— begin —

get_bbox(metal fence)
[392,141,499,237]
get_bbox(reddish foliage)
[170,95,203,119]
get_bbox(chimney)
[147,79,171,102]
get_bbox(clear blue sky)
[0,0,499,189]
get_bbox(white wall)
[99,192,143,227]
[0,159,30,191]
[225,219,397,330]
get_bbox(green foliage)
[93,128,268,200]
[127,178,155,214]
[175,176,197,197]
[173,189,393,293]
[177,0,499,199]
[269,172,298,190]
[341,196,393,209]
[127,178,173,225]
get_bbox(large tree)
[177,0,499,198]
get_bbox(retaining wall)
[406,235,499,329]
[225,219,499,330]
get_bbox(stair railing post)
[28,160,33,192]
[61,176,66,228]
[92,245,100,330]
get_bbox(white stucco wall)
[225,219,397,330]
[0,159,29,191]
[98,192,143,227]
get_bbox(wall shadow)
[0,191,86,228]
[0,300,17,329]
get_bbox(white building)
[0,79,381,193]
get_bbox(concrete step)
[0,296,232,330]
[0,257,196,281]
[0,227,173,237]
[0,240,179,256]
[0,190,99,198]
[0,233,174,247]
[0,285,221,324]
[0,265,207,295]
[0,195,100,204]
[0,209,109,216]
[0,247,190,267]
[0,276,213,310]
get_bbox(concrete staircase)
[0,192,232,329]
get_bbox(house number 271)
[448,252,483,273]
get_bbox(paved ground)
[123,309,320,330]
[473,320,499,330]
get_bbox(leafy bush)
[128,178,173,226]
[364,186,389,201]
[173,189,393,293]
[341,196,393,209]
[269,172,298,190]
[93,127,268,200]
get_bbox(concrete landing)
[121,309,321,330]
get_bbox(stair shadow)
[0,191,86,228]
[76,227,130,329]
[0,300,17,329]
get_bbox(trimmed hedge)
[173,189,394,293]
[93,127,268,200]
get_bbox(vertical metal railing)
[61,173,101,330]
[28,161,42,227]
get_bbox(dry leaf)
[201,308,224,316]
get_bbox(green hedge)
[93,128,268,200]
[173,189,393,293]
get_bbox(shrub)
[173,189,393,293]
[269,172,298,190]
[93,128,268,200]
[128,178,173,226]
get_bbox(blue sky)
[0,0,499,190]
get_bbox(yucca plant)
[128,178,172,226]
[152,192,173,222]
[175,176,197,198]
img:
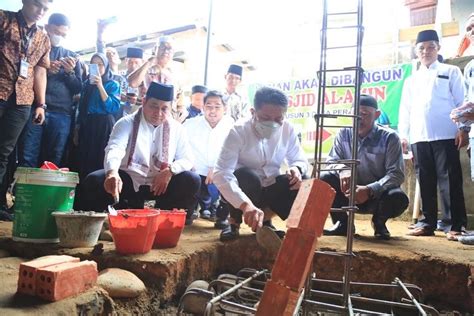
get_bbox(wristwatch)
[459,126,471,133]
[170,164,178,175]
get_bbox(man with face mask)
[83,83,201,224]
[214,87,308,241]
[320,94,408,240]
[127,36,173,89]
[18,13,82,168]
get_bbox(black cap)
[191,85,207,94]
[146,82,174,101]
[48,13,71,26]
[416,30,439,44]
[227,64,242,77]
[127,47,143,58]
[359,94,379,110]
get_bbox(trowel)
[107,195,120,216]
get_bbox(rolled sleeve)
[104,119,132,172]
[214,129,252,208]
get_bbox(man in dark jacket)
[18,13,82,168]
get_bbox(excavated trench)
[0,223,474,315]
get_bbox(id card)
[20,59,30,79]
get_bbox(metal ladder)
[300,0,438,315]
[303,0,364,315]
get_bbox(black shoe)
[219,224,239,241]
[0,211,13,222]
[263,220,286,239]
[201,210,211,219]
[323,221,347,236]
[372,219,390,240]
[214,219,229,229]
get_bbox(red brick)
[36,260,98,301]
[17,256,79,295]
[255,280,301,316]
[286,179,336,237]
[272,228,317,291]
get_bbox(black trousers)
[411,139,467,231]
[0,93,31,203]
[320,172,409,225]
[225,168,298,224]
[81,169,201,212]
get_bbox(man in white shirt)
[224,64,250,122]
[214,87,308,241]
[398,30,468,236]
[183,90,234,223]
[83,82,201,224]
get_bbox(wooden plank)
[286,179,336,237]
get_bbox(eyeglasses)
[416,44,438,53]
[204,105,224,112]
[255,114,285,125]
[33,0,49,12]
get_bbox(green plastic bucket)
[13,168,79,243]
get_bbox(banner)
[248,64,411,158]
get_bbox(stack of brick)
[17,256,98,301]
[256,179,336,316]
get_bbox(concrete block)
[17,255,79,295]
[286,179,336,237]
[36,260,98,301]
[255,280,301,316]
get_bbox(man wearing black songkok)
[84,82,201,224]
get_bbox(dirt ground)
[0,215,474,315]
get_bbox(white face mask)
[255,121,281,139]
[49,34,64,47]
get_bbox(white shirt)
[183,115,234,176]
[398,61,464,144]
[214,119,308,208]
[464,59,474,138]
[104,111,193,191]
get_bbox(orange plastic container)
[153,209,186,248]
[109,209,160,254]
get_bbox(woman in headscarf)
[78,53,120,179]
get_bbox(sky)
[0,0,408,83]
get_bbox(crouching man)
[83,83,201,224]
[321,94,408,240]
[214,87,308,241]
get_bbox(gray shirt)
[327,125,405,198]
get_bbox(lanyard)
[16,17,35,60]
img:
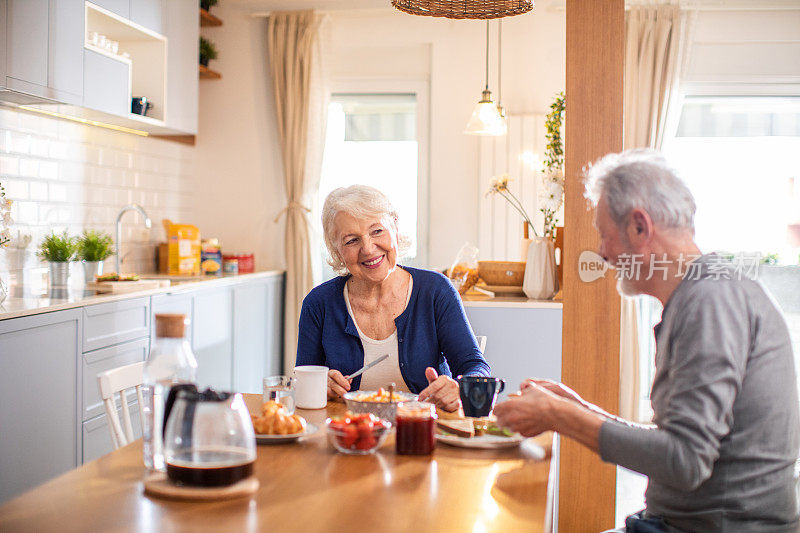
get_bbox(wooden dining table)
[0,395,552,532]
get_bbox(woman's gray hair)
[322,185,411,276]
[584,149,697,231]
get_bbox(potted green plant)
[37,230,77,287]
[77,230,114,283]
[200,37,217,67]
[200,0,217,11]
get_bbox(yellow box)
[164,220,200,276]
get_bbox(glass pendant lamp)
[464,20,508,136]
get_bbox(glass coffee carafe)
[164,385,256,487]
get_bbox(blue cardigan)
[297,267,490,393]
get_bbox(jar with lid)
[142,313,197,471]
[395,402,438,455]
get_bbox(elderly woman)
[297,185,489,411]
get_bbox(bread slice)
[436,418,475,438]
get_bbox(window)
[314,82,428,280]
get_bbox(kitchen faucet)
[116,204,152,274]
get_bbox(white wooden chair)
[475,335,486,353]
[97,362,144,450]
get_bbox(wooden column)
[558,0,625,533]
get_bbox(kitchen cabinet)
[0,309,81,502]
[0,0,85,105]
[81,402,142,463]
[233,276,283,394]
[464,302,561,396]
[0,274,284,502]
[192,284,233,390]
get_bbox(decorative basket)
[478,261,525,287]
[392,0,533,19]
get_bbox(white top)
[343,277,414,392]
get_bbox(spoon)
[344,353,389,379]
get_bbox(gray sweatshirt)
[600,255,800,533]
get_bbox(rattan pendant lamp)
[392,0,533,19]
[464,20,508,137]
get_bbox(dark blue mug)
[457,376,506,418]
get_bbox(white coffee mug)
[294,366,328,409]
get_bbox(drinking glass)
[264,376,297,415]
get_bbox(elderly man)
[495,150,800,533]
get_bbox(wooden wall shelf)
[200,8,222,26]
[197,65,222,80]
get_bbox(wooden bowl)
[478,261,525,287]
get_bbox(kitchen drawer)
[81,337,148,420]
[83,298,150,352]
[82,402,142,464]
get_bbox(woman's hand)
[328,369,350,400]
[419,367,461,413]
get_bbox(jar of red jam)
[395,402,438,455]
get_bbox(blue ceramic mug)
[457,376,506,418]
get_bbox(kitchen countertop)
[0,270,284,320]
[0,394,552,533]
[461,294,563,309]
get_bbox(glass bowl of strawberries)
[326,412,392,455]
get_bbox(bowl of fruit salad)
[326,412,392,455]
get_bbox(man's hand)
[494,380,607,452]
[494,380,558,437]
[419,367,461,412]
[328,369,350,400]
[519,378,586,405]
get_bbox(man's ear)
[628,208,653,244]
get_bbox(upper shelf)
[200,8,222,26]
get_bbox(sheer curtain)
[620,5,691,420]
[267,11,324,372]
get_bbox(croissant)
[250,400,306,435]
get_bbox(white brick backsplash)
[0,155,19,176]
[0,180,28,201]
[0,108,194,272]
[39,161,58,180]
[28,181,47,202]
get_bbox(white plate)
[256,422,319,444]
[436,433,525,450]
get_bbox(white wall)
[191,2,565,267]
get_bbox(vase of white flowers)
[522,93,564,300]
[0,183,14,302]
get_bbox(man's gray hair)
[584,148,697,230]
[322,185,411,276]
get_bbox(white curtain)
[267,11,324,372]
[619,5,691,420]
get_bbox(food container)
[222,254,256,274]
[344,391,417,423]
[200,239,222,276]
[222,258,239,274]
[478,261,525,287]
[325,413,392,455]
[395,402,438,455]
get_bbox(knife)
[344,353,389,380]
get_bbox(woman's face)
[334,212,397,283]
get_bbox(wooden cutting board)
[86,279,169,294]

— end —

## What this task involves:
Retype, unchanged, the rows from the line containing "get_bbox(man with face mask)" through the line containing "[214,219,229,229]", including both of those lines.

## Solution to this problem:
get_bbox(man with face mask)
[83,83,201,224]
[214,87,308,241]
[320,94,408,240]
[127,36,173,89]
[18,13,82,168]
get_bbox(black cap)
[191,85,207,94]
[146,82,174,101]
[48,13,71,26]
[416,30,439,44]
[227,64,242,77]
[127,47,143,58]
[359,94,379,110]
get_bbox(trowel)
[107,195,120,216]
get_bbox(rolled sleeve)
[104,119,132,172]
[214,129,252,208]
get_bbox(man in dark jacket)
[18,13,82,168]
get_bbox(excavated trench)
[0,223,474,315]
get_bbox(id card)
[20,59,30,79]
get_bbox(metal ladder)
[300,0,438,315]
[303,0,364,315]
get_bbox(black shoe)
[219,224,239,241]
[0,211,13,222]
[263,220,286,239]
[201,210,211,219]
[323,221,347,236]
[372,219,390,240]
[214,219,229,229]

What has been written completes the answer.